--- BEGIN ---
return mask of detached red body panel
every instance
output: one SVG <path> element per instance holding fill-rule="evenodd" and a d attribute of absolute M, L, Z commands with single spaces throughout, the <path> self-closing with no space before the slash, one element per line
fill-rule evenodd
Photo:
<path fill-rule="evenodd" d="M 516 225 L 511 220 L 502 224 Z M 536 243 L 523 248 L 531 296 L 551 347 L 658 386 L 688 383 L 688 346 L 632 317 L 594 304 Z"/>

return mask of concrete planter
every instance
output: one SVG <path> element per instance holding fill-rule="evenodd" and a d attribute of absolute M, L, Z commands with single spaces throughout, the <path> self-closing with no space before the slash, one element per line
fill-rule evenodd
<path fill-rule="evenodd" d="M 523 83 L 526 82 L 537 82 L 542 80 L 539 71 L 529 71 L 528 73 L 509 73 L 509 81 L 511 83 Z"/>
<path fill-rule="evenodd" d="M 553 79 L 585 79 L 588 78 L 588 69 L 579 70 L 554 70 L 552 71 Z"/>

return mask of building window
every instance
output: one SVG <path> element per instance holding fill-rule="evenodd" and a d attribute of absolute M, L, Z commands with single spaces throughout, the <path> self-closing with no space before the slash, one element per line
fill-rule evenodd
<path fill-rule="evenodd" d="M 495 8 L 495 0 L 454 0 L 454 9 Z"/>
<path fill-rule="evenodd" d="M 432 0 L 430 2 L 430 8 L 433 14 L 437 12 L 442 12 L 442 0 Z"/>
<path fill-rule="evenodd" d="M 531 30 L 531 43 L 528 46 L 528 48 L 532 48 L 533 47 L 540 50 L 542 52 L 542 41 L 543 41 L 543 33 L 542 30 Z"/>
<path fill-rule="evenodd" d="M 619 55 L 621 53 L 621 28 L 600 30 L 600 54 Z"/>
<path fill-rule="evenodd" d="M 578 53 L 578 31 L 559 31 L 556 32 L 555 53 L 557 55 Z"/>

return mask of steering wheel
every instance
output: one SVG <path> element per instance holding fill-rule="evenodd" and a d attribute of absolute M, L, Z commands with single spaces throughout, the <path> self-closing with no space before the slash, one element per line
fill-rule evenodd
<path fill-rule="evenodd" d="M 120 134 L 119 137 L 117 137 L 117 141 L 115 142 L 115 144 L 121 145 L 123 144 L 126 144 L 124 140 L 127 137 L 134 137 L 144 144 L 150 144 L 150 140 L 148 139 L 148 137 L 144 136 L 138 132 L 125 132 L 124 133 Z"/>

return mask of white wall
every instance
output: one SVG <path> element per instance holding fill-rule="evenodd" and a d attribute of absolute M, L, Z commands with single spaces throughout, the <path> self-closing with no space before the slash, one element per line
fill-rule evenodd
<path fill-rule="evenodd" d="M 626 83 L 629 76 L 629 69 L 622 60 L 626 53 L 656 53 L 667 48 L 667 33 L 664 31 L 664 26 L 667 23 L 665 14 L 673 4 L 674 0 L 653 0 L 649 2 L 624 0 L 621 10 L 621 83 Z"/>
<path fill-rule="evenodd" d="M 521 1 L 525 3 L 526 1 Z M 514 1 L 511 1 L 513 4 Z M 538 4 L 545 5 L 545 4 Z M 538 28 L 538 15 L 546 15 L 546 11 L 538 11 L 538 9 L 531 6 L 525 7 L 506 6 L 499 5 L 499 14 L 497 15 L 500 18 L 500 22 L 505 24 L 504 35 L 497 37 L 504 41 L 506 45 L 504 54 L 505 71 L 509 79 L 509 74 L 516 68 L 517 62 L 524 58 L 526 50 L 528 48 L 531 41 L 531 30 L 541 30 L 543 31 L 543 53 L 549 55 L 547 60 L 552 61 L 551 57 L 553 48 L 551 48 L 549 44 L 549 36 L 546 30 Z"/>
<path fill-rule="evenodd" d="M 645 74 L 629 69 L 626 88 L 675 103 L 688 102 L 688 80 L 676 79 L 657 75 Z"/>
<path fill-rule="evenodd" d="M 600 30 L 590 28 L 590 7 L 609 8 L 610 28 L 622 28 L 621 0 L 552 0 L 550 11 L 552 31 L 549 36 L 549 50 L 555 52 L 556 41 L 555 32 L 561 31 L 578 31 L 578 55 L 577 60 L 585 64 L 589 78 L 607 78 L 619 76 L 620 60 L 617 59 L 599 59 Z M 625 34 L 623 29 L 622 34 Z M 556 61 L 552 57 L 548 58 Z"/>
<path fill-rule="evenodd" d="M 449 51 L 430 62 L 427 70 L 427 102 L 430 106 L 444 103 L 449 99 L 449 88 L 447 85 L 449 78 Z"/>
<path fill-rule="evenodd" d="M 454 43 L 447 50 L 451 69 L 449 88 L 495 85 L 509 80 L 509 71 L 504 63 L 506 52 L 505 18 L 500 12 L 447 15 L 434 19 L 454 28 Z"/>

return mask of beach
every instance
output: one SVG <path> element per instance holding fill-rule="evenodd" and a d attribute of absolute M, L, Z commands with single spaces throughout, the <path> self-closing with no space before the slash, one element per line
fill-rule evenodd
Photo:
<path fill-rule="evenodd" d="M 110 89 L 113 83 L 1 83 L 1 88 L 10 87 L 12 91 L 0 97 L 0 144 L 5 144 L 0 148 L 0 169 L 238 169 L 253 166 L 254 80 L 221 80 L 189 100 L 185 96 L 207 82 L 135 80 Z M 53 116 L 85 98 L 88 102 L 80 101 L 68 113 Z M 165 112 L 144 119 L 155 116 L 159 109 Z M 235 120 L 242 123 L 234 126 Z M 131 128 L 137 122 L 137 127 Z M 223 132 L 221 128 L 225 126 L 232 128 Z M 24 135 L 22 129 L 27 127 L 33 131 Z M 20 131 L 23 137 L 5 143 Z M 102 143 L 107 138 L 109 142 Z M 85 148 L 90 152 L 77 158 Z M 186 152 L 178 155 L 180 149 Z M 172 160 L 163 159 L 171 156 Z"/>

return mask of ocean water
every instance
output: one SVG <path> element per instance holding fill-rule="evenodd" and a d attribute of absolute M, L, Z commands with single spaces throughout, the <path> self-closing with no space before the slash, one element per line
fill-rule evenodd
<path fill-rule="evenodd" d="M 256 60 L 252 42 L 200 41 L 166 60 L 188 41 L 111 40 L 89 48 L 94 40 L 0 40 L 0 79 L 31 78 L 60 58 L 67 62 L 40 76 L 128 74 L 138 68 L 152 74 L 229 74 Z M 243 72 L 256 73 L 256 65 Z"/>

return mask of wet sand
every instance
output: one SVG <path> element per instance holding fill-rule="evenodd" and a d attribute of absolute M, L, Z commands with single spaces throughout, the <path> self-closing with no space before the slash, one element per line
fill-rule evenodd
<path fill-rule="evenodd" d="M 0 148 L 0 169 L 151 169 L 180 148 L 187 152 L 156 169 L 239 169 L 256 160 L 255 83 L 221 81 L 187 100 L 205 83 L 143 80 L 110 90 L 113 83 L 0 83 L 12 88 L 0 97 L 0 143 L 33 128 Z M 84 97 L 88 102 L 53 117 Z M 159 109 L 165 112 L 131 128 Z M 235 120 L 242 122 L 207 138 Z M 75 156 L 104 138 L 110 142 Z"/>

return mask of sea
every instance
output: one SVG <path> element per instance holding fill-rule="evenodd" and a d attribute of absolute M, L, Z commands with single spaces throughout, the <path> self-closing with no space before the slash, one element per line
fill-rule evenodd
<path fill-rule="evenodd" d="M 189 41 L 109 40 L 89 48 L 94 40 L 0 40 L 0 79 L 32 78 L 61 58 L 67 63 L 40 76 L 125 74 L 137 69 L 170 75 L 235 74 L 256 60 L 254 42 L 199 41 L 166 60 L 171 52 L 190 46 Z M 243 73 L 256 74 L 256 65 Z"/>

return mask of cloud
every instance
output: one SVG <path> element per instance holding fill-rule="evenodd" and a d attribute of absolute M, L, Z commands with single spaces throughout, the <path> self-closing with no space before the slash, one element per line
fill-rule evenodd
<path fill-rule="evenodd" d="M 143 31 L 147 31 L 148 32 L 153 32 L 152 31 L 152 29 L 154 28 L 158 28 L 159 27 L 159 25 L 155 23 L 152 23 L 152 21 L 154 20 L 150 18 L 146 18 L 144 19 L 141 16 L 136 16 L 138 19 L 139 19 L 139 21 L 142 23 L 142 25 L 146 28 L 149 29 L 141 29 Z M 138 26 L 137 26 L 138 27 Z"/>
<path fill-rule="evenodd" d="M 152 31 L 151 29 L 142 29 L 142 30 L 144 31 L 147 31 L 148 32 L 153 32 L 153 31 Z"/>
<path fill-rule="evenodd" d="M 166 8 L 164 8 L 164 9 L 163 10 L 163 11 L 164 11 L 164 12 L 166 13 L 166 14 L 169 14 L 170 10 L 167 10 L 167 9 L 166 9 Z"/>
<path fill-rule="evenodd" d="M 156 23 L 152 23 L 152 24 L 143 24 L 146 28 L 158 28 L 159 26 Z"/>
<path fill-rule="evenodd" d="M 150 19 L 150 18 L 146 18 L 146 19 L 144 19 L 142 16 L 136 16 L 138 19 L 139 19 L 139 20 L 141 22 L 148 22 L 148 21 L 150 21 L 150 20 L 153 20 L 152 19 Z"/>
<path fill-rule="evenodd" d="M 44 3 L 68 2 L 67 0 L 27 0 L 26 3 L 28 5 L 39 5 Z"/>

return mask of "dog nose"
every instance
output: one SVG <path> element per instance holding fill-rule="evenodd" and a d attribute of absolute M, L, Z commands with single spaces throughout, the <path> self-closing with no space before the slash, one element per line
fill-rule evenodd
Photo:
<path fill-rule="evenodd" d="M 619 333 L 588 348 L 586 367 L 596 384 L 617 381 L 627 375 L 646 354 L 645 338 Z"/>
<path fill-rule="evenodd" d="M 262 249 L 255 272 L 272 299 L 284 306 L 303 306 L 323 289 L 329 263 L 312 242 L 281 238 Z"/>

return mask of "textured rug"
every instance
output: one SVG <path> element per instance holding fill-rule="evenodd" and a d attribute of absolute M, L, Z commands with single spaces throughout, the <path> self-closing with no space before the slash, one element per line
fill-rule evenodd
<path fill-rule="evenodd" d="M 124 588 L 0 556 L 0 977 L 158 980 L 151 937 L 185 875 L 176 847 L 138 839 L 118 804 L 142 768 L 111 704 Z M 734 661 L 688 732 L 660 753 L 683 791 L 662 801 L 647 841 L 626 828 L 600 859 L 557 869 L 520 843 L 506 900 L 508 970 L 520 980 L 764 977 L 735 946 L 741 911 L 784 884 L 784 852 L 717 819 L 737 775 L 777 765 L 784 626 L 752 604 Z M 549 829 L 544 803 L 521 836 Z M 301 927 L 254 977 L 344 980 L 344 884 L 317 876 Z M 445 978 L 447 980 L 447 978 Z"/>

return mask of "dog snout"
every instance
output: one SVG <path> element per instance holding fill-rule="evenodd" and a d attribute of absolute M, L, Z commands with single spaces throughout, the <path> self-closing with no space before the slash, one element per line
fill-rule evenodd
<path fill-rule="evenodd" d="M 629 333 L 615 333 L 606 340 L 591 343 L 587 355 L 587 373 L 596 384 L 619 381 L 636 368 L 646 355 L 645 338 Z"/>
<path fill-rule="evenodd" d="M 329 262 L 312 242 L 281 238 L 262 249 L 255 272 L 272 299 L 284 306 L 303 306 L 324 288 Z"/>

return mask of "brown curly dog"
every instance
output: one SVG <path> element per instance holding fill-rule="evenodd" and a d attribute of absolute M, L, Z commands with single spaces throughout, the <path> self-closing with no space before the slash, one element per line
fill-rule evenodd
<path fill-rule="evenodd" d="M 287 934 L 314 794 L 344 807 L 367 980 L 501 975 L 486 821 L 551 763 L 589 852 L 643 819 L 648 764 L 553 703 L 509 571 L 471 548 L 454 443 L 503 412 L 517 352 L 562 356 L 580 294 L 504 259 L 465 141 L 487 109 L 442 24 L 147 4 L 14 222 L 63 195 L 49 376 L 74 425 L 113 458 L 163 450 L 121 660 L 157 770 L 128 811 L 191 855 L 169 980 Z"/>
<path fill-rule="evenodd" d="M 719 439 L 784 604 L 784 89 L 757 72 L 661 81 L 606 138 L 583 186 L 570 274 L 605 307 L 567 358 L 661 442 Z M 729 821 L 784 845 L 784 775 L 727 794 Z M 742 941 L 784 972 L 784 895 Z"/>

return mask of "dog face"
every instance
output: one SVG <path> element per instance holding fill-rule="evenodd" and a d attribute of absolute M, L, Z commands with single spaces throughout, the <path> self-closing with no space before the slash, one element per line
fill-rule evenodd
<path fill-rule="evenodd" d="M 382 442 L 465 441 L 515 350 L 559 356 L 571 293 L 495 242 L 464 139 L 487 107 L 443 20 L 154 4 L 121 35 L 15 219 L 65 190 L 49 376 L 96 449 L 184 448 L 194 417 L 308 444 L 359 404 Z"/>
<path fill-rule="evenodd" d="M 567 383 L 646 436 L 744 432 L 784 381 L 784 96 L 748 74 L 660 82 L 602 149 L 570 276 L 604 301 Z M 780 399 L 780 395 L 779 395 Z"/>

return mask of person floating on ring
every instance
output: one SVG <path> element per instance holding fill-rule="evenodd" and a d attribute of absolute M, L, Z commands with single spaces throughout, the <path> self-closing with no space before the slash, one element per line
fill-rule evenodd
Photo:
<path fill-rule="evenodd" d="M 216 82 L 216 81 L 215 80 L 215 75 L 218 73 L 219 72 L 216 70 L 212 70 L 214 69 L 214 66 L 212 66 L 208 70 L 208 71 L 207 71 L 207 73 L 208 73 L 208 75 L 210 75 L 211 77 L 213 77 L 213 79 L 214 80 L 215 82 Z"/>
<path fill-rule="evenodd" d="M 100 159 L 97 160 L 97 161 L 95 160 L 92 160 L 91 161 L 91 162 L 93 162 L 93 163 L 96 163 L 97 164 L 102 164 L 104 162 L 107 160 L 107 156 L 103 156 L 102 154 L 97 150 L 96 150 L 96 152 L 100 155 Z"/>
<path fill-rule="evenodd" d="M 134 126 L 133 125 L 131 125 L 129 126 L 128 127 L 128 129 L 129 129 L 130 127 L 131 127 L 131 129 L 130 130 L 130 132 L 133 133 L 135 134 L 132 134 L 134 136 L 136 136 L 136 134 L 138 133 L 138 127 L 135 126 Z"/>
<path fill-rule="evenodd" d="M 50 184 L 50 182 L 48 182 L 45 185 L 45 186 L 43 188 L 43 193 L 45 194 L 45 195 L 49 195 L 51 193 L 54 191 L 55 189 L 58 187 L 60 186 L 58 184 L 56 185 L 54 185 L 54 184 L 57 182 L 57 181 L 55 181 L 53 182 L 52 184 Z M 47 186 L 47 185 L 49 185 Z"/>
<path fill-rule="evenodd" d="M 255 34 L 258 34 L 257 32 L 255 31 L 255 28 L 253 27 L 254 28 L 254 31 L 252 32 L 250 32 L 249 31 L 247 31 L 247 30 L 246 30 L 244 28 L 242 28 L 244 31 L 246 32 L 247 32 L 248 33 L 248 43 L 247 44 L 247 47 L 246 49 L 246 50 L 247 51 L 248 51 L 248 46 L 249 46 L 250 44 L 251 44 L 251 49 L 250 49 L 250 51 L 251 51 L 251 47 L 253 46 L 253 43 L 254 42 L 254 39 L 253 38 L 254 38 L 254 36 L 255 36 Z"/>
--- END ---
_PROBLEM TO SOLVE_
Copy out the items word for word, from the very first line through the line containing "516 225 L 511", including both ends.

_OUTPUT OF THE EXERCISE_
return mask of detached red body panel
every instance
output: one SVG <path> element per instance holding fill-rule="evenodd" and a d attribute of absolute M, L, Z commands with single spaces throughout, the <path> self-closing with no space before the slash, one element per line
fill-rule evenodd
Photo:
<path fill-rule="evenodd" d="M 516 225 L 511 220 L 502 224 Z M 536 243 L 523 248 L 531 296 L 551 347 L 658 386 L 688 383 L 688 346 L 632 317 L 594 304 Z"/>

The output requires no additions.